- **EXERCISE AIM**: Rewrite the data below, renaming "rough mask" to "coarse mask" everywhere it appears and leaving everything else as it is. Omit the pictures from your answer.

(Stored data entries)
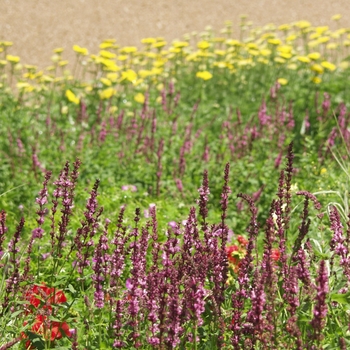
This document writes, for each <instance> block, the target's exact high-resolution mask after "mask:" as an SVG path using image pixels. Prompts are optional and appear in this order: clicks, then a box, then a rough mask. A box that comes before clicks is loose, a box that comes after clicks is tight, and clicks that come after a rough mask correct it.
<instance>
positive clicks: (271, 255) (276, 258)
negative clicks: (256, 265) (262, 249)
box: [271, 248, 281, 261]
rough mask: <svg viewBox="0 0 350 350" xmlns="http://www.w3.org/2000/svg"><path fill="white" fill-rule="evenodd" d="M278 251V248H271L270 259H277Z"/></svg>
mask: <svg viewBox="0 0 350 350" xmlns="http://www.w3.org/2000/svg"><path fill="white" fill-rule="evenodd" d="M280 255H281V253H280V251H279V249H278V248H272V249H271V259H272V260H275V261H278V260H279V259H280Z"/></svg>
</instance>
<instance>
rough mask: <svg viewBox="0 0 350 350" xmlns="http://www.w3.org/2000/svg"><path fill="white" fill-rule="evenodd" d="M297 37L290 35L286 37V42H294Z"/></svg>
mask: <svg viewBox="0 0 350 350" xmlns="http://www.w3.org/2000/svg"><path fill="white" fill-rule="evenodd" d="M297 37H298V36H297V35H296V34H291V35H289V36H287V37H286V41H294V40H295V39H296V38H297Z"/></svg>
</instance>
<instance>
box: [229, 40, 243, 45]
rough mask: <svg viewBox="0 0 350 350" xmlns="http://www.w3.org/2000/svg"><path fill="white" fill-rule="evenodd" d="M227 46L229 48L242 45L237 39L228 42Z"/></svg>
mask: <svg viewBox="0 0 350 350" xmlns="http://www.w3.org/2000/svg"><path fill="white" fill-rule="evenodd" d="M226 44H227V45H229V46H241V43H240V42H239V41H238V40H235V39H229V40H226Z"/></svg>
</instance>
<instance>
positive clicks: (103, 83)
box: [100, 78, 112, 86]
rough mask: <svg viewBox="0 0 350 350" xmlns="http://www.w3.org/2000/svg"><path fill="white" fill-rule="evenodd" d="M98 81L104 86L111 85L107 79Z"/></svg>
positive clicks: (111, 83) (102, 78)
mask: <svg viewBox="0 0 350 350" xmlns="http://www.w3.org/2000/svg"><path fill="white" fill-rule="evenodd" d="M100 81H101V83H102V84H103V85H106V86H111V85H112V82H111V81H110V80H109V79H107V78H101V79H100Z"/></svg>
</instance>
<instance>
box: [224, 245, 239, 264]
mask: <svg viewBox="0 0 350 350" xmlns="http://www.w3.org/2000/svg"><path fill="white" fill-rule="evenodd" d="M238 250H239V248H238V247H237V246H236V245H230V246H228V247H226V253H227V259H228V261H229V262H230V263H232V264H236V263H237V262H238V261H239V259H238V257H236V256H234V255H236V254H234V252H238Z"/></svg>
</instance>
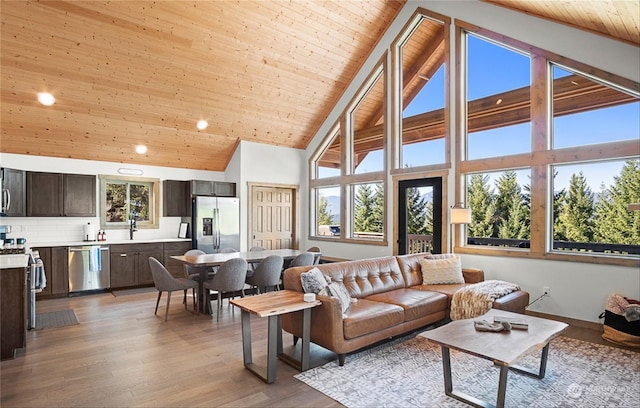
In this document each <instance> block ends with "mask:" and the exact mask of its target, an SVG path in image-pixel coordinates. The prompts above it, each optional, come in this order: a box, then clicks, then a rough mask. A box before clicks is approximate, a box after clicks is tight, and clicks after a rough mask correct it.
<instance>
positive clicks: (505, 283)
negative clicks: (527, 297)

- **YOUR SOLUTION**:
This document writes, for each <instance> block, the target's exact high-resolution mask after "mask:" as an SVG path using image pixels. Prompts are optional and appear in this order: clicks, then a box, then a coarse mask. A box that comes before clicks is loose, a box that comes after clicks is tight, and clicks that come after a coarse mask correct it.
<instance>
positive clicks: (271, 255) (276, 258)
negative clicks: (256, 265) (262, 249)
box: [271, 248, 281, 261]
coarse mask: <svg viewBox="0 0 350 350" xmlns="http://www.w3.org/2000/svg"><path fill="white" fill-rule="evenodd" d="M278 251V248H271L270 259H277Z"/></svg>
mask: <svg viewBox="0 0 350 350" xmlns="http://www.w3.org/2000/svg"><path fill="white" fill-rule="evenodd" d="M280 255H281V253H280V251H279V249H278V248H272V249H271V259H272V260H275V261H278V260H279V259H280Z"/></svg>
</instance>
<instance>
coarse mask: <svg viewBox="0 0 350 350" xmlns="http://www.w3.org/2000/svg"><path fill="white" fill-rule="evenodd" d="M297 37L290 35L286 37V42H294Z"/></svg>
mask: <svg viewBox="0 0 350 350" xmlns="http://www.w3.org/2000/svg"><path fill="white" fill-rule="evenodd" d="M297 37H298V36H297V35H296V34H291V35H289V36H287V37H286V41H294V40H295V39H296V38H297Z"/></svg>
</instance>
<instance>
box: [229, 40, 243, 45]
coarse mask: <svg viewBox="0 0 350 350" xmlns="http://www.w3.org/2000/svg"><path fill="white" fill-rule="evenodd" d="M227 46L229 48L242 45L237 39L228 42Z"/></svg>
mask: <svg viewBox="0 0 350 350" xmlns="http://www.w3.org/2000/svg"><path fill="white" fill-rule="evenodd" d="M226 44H227V45H229V46H241V43H240V42H239V41H238V40H235V39H229V40H226Z"/></svg>
</instance>
<instance>
positive clicks: (103, 83)
box: [100, 78, 112, 86]
coarse mask: <svg viewBox="0 0 350 350" xmlns="http://www.w3.org/2000/svg"><path fill="white" fill-rule="evenodd" d="M98 81L104 86L111 85L107 79Z"/></svg>
positive clicks: (111, 83) (102, 78)
mask: <svg viewBox="0 0 350 350" xmlns="http://www.w3.org/2000/svg"><path fill="white" fill-rule="evenodd" d="M100 81H101V83H102V84H103V85H106V86H111V85H112V82H111V81H110V80H109V79H107V78H101V79H100Z"/></svg>
</instance>
<instance>
box: [224, 245, 239, 264]
mask: <svg viewBox="0 0 350 350" xmlns="http://www.w3.org/2000/svg"><path fill="white" fill-rule="evenodd" d="M238 250H239V248H238V247H237V246H236V245H230V246H228V247H226V253H227V259H228V261H229V262H230V263H232V264H236V263H237V262H238V261H239V259H238V257H236V256H234V255H236V254H234V252H238Z"/></svg>
</instance>
In this document each <instance> block ends with "mask:" and the exact mask of its target, an SVG path in image-pixel coordinates. The prompts above it, each optional, come in this order: a box, then clicks, then a coarse mask. A box before clicks is approximate, a box after clicks is tight, and clicks after a coarse mask correct it.
<instance>
positive clicks: (505, 283)
negative clicks: (527, 297)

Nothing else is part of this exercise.